=== Text block ===
Skip to content

Advanced Parquet Operations

DataFolio stores tables as Parquet files, leveraging Parquet's powerful filtering and optimization capabilities. This guide shows you how to work efficiently with large datasets using column selection, row filtering, and other advanced techniques.

Why Parquet?

Parquet is a columnar storage format designed for analytics workloads:

  • Column pruning - Read only the columns you need
  • Row filtering - Filter data at the file level before loading into memory
  • Compression - Efficient storage with various compression algorithms
  • Metadata - Store schema, statistics for query optimization
  • Cloud-optimized - Works well with S3, GCS, and other cloud storage

Quick Example: The Problem

# Problem: 100GB table, but you only need 2 columns and 1% of rows
folio = DataFolio('s3://huge-bucket/analysis')

# Bad: Loads entire 100GB into memory! 💥
df = folio.get_table('transactions')  # OOM error!
df_filtered = df[df['amount'] > 1000][['user_id', 'amount']]

# Good: Loads only ~1GB (filtered subset) ✅
df_filtered = folio.get_table('transactions',
    columns=['user_id', 'amount'],
    filters=[('amount', '>', 1000)],
    engine='pyarrow')

This is the power of column selection and row filtering - work with massive datasets efficiently.

Column Selection (Column Pruning)

Read only the columns you need, reducing memory usage and load time.

Basic Column Selection

folio = DataFolio('experiments/analysis')

=== Objective A ===
In the Parquet operations guide, what does row filtering do?
=== Objective B ===
Explain why the Parquet operations guide calls it bad to load the transactions table with a plain get_table call before filtering it.
=== Objective C ===
Rewrite the stretch from "DataFolio stores tables" through "other advanced techniques." in the Parquet operations guide, replacing "tables" with "data frames".
You can do the tasks without the items that follow.

=== Provided records ===
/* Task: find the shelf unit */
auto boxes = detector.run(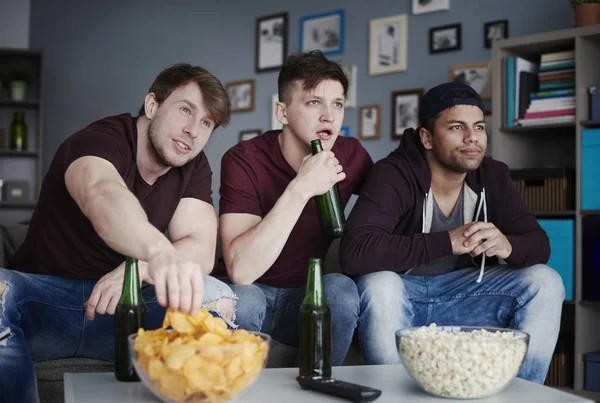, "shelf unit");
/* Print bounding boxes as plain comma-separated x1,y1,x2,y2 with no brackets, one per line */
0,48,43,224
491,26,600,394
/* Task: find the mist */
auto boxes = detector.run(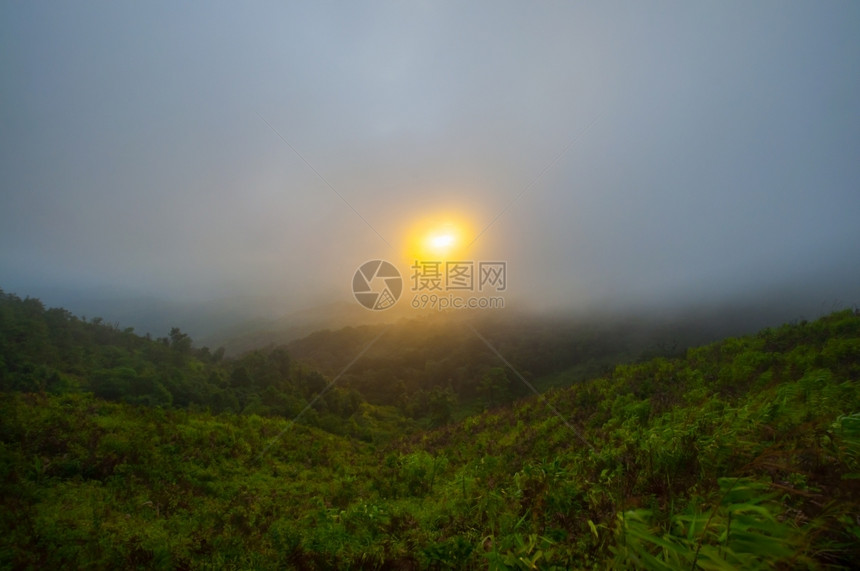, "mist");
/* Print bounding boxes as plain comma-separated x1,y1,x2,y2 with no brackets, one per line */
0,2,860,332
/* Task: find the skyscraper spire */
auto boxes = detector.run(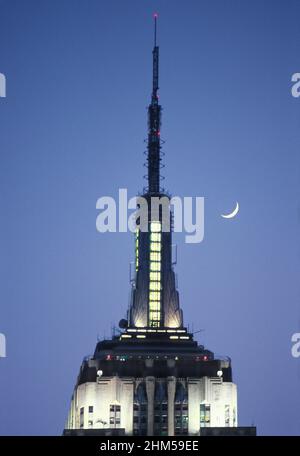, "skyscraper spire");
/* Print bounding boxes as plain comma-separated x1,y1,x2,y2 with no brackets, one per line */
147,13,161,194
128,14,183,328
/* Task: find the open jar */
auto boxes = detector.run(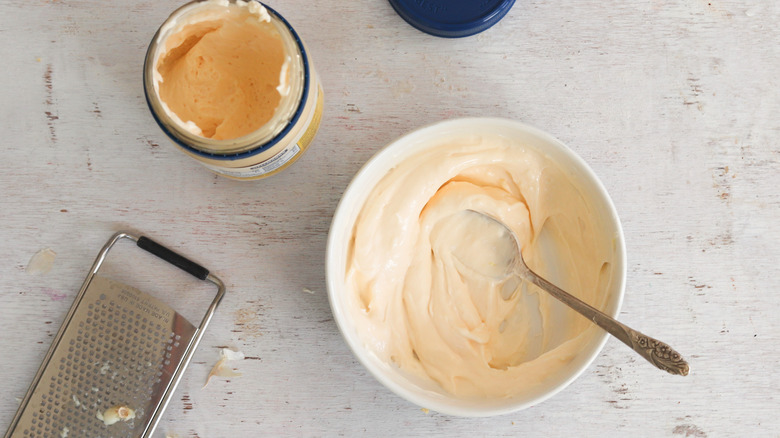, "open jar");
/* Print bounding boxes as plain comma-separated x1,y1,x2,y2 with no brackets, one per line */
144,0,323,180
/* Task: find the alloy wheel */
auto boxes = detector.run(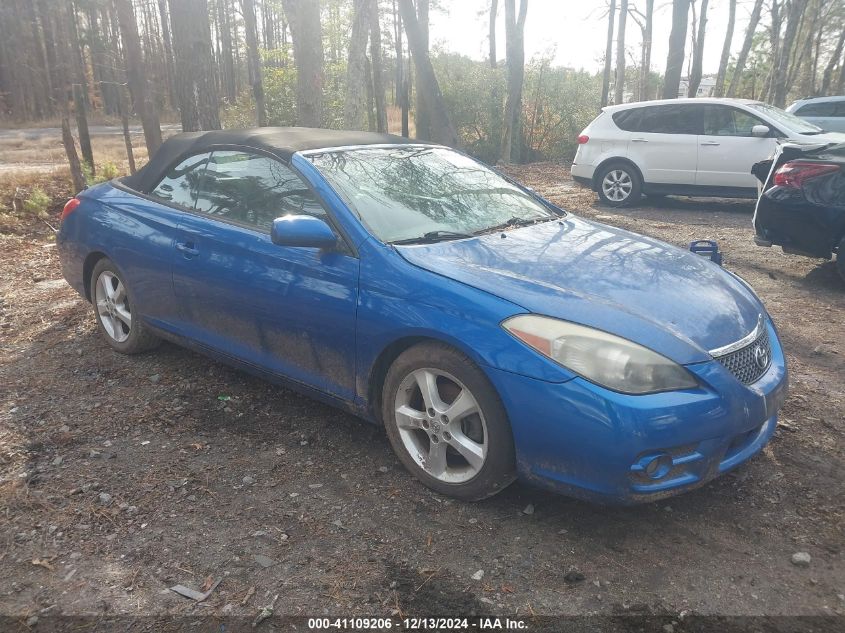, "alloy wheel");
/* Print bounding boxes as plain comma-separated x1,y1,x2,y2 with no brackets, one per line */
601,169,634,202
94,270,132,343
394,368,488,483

==

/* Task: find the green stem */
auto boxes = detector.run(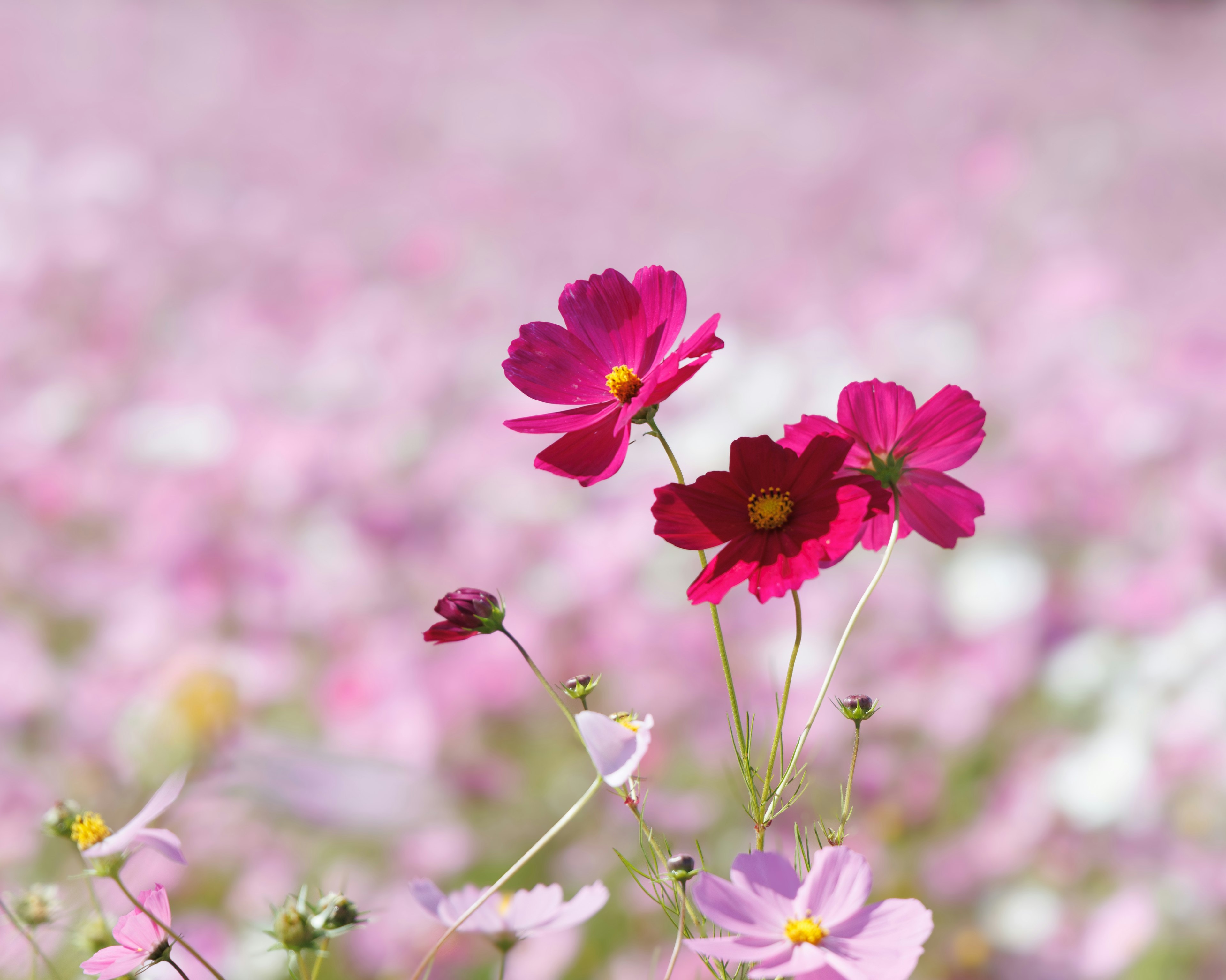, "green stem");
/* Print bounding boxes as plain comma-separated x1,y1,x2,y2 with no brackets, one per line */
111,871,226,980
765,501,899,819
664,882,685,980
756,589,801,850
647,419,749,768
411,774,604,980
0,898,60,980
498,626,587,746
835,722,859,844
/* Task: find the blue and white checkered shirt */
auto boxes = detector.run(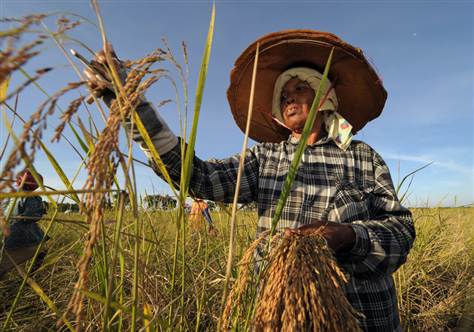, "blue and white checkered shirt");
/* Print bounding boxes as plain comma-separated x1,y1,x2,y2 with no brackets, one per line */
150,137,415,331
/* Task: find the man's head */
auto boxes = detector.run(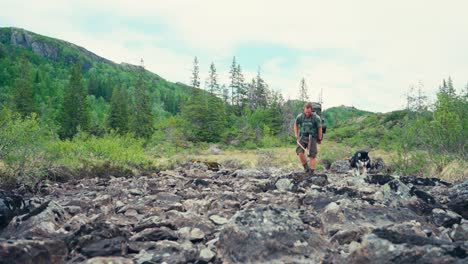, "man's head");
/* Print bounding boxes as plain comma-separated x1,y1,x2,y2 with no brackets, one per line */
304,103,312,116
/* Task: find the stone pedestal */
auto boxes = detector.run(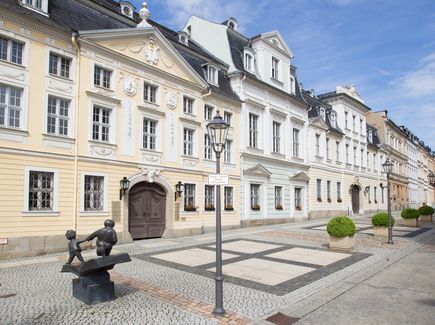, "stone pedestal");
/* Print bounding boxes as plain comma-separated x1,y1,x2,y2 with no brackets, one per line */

...

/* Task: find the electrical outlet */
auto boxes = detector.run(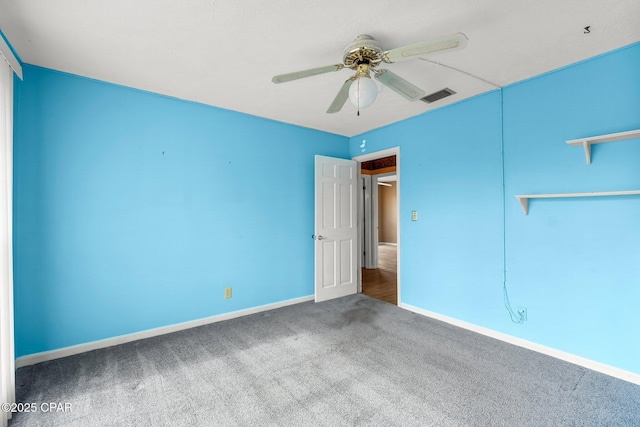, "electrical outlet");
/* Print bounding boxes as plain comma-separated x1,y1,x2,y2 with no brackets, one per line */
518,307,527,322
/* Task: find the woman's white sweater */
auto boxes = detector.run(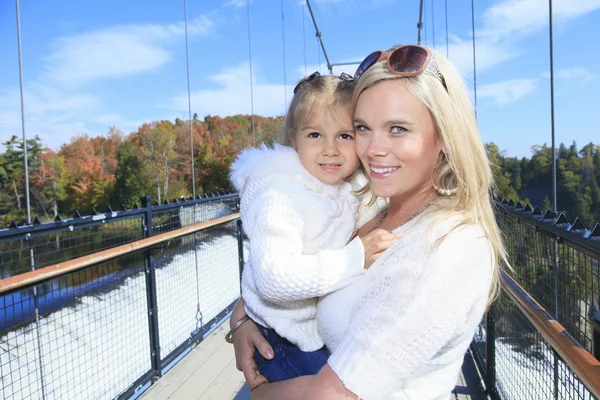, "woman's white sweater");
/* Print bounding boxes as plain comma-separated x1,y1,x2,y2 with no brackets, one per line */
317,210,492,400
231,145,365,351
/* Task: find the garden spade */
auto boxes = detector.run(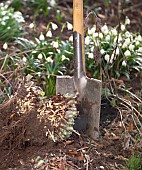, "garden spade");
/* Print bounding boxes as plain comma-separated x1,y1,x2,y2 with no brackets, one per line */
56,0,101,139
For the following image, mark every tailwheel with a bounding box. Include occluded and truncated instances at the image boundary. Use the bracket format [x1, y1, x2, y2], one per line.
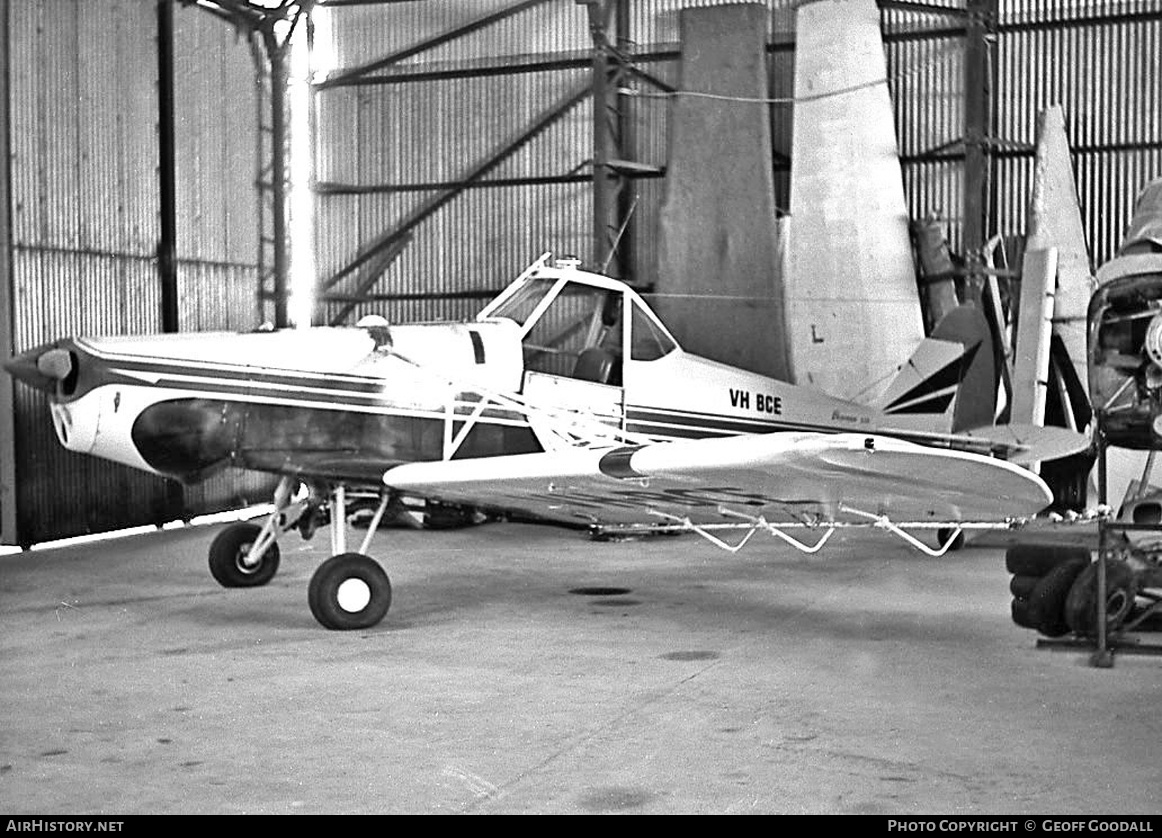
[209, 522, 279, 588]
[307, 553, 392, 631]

=== Exercise output A ===
It filters data at the file level before loading it into memory.

=== Exercise output B ===
The plain call loads the entire 100GB table into memory, which causes an out-of-memory error. Passing the needed columns and a row filter to get_table instead loads only about 1GB, the filtered subset.

=== Exercise output C ===
DataFolio stores data frames as Parquet files, leveraging Parquet's powerful filtering and optimization capabilities. This guide shows you how to work efficiently with large datasets using column selection, row filtering, and other advanced techniques.